**What the exercise asks**
Return the run of lines below that opens with the line containing "Where can you see the open" and closes with the line containing "Where can you see the forest", keeping each one exact.

**Data records**
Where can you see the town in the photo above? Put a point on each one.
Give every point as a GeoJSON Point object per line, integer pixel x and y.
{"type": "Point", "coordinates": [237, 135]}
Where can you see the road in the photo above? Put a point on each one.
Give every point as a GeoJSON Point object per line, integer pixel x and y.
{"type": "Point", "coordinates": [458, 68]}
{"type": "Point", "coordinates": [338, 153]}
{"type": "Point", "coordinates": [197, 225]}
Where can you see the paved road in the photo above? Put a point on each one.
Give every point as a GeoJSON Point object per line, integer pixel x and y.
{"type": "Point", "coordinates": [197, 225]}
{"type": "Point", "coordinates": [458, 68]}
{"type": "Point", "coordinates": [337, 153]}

--

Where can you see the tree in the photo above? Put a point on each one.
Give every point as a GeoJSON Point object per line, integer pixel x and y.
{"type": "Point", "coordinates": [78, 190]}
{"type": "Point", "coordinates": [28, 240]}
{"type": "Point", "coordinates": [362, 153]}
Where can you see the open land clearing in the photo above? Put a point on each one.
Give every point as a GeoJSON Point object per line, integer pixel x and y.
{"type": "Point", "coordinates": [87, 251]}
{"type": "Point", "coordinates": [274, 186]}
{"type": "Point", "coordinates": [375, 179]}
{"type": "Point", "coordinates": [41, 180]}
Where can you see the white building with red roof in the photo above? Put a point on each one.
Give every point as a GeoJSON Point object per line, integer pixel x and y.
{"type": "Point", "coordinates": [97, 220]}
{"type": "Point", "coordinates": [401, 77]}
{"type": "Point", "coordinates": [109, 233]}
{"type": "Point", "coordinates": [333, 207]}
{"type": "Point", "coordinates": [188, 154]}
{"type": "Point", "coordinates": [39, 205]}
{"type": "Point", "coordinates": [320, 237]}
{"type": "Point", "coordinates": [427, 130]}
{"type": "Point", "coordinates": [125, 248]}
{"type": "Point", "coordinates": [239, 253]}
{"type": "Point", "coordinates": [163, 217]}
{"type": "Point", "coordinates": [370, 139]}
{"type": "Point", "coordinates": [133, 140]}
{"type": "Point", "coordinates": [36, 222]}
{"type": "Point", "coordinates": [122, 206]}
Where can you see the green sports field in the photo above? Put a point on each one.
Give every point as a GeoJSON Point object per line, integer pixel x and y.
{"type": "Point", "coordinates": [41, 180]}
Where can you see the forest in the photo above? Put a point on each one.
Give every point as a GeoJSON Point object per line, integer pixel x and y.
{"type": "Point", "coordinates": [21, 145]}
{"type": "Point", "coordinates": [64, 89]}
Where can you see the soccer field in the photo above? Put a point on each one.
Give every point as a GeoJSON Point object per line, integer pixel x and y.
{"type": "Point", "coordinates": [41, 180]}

**Result**
Where can you see the open land clearing in the photo above? Put a point on each one.
Give every point as a GeoJSON Point object per line, integer pixel x and y.
{"type": "Point", "coordinates": [87, 251]}
{"type": "Point", "coordinates": [274, 186]}
{"type": "Point", "coordinates": [375, 179]}
{"type": "Point", "coordinates": [41, 180]}
Where can you see the white building with red roof in the photo above? Put a point on each one.
Give every point as a GeoJSON Point object per line, integer pixel x and y.
{"type": "Point", "coordinates": [97, 220]}
{"type": "Point", "coordinates": [401, 77]}
{"type": "Point", "coordinates": [109, 233]}
{"type": "Point", "coordinates": [333, 207]}
{"type": "Point", "coordinates": [188, 154]}
{"type": "Point", "coordinates": [39, 205]}
{"type": "Point", "coordinates": [320, 237]}
{"type": "Point", "coordinates": [427, 130]}
{"type": "Point", "coordinates": [125, 248]}
{"type": "Point", "coordinates": [239, 253]}
{"type": "Point", "coordinates": [163, 217]}
{"type": "Point", "coordinates": [370, 139]}
{"type": "Point", "coordinates": [133, 140]}
{"type": "Point", "coordinates": [36, 222]}
{"type": "Point", "coordinates": [122, 206]}
Where can you see the green sports field in the photo above? Put a point on each one.
Give every point as a GeoJSON Point object per line, integer pixel x and y.
{"type": "Point", "coordinates": [41, 180]}
Where can you see the forest in the photo above? Put a point on each one.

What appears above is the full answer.